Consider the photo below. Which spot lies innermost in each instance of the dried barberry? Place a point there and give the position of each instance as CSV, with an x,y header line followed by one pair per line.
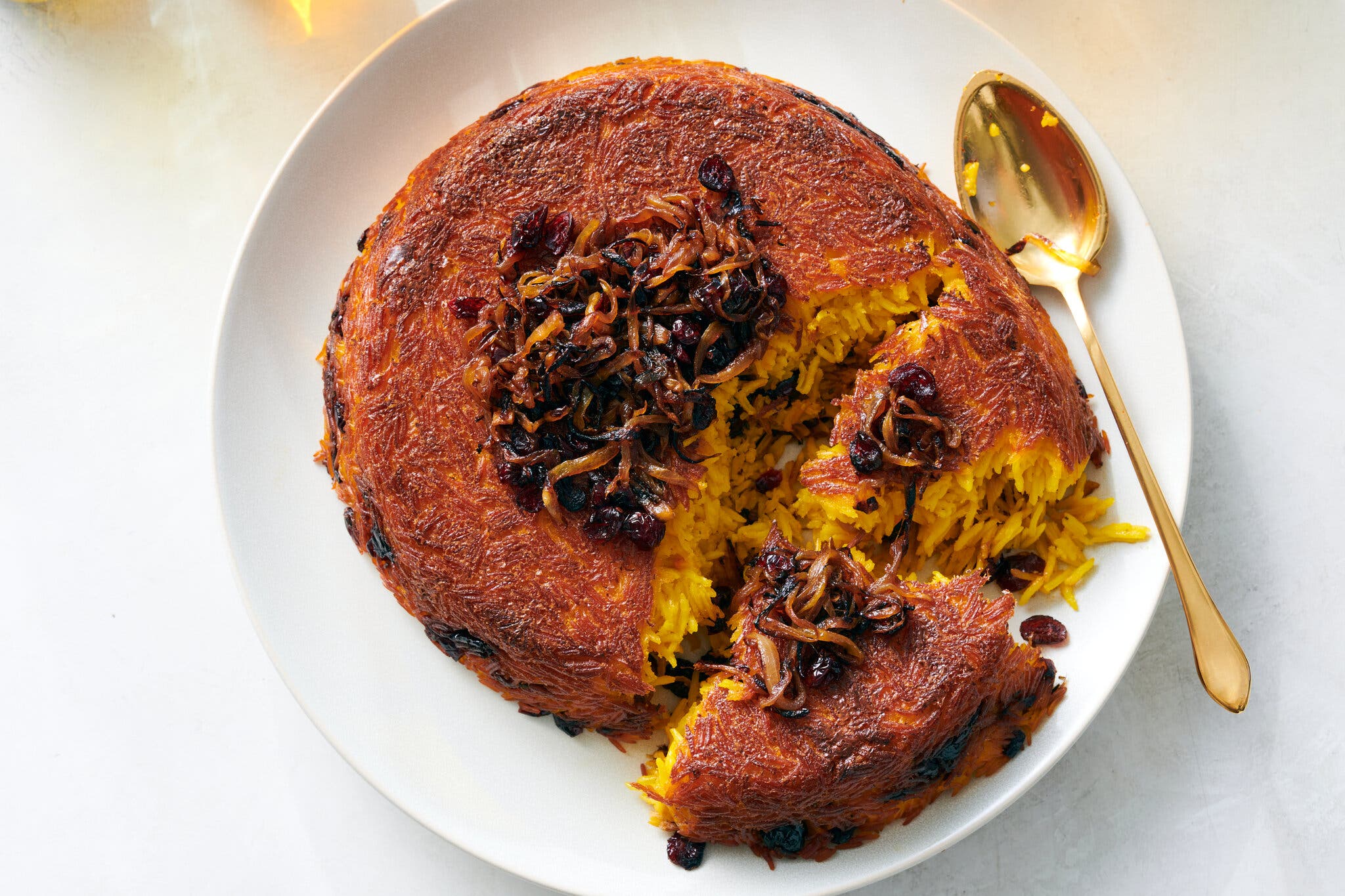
x,y
912,381
686,331
715,174
1043,630
604,523
556,236
468,307
703,408
643,530
820,668
526,230
770,480
865,453
786,839
685,853
778,565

■ **Work to be completed**:
Set down the records exactly, without the pictures.

■ **Answer to this exercise**:
Consider the photo below. Which spot lies innermost in each instance of the dried barberry? Place a point there and give the position of each instance as CSV, with an x,y header line followed by one pair per line.
x,y
912,381
686,331
715,174
1043,630
604,523
556,236
468,307
703,408
643,530
820,668
526,230
770,480
865,453
786,839
685,853
778,565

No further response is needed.